TEXT SECTION.
□ □ □

St Matthew's Day     Matthew 9:9-13

 

Today is our Patronal feast day where we celebrate our namesake the apostle Matthew.

 

When we read the Bible, the New Testament begins with Matthew. We see him as a good guy, the first gospeller because of his place in the New Testament but wait on – as we discover in life – all is not what it seems.

 

Matthew was a tax collector - an outcast, reviled and loathed – a Jew working for the Romans – collecting money for the oppressors of his people. These tax collectors were usually rich because they charged far more in tax than the law required and they had the Roman legions to act as heavies if people protested or reneged on payments. Thus these tax collectors were hated by the Jews because of their cheating and their support of Rome.

 

There he is, according to the story, in his tax booth – and Jesus comes by and beckons – he says something like ‘come on man – come follow me.’ Matthew immediately responds and follows Jesus. It reminds me a bit of those old B grade movies where an alien would invade a human body or it would be taken over by some mysterious force and at the right signal – would walk robot like to wherever it was led. But that is as far from the truth as we can imagine.

 

Something happened that gave Matthew such hope- that responded to a longing we can only guess at – for him to cast aside a lucrative position for no tangible reward or future. Maybe he was sick of being reviled and spat at. Maybe he was sick of ripping off his own people. May he was sick inside at what he had become. We don’t know – but we do know that he walked away from a life that traded in betrayal, misery and greed to a life of hope. To a life that took no count of money or possessions, that rested in the possibility that there was another way for him to live – for him to believe in.

 

Later in the evening, as we hear in our gospel reading, Matthew invites fellow tax collectors and his seedy lowlife mates along to have dinner with Jesus and his disciples. The Pharisees, the epitome of correctness and adherence to the Law, are horrified. ‘Why does your teacher eat with such scum?’ they ask the disciples.

□ □ □

EXERCISE BRIEF. Rewrite the passage of the St Matthew's Day text starting at "St Matthew's Day" and ending at "what it seems.", changing "apostle" to "evangelist". Rely solely on the St Matthew's Day text.

DATA.
□ □ □

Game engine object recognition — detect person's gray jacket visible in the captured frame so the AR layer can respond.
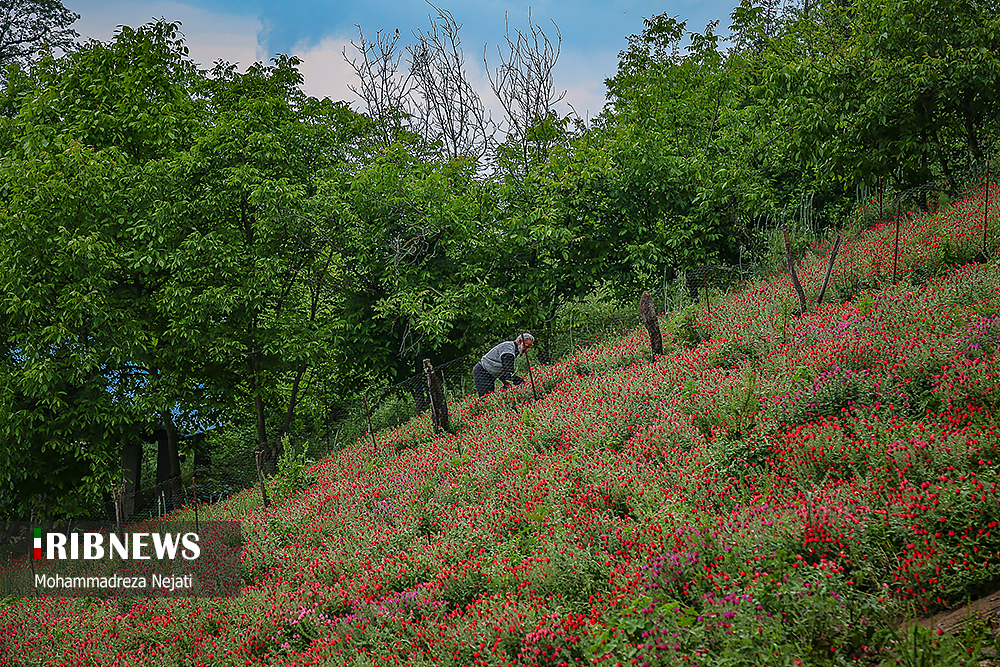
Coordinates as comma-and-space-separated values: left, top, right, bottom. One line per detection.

□ □ □

ANSWER TO THIS PROBLEM.
St Matthew's Day     Matthew 9:9-13

 

Today is our Patronal feast day where we celebrate our namesake the evangelist Matthew.

 

When we read the Bible, the New Testament begins with Matthew. We see him as a good guy, the first gospeller because of his place in the New Testament but wait on – as we discover in life – all is not what it seems.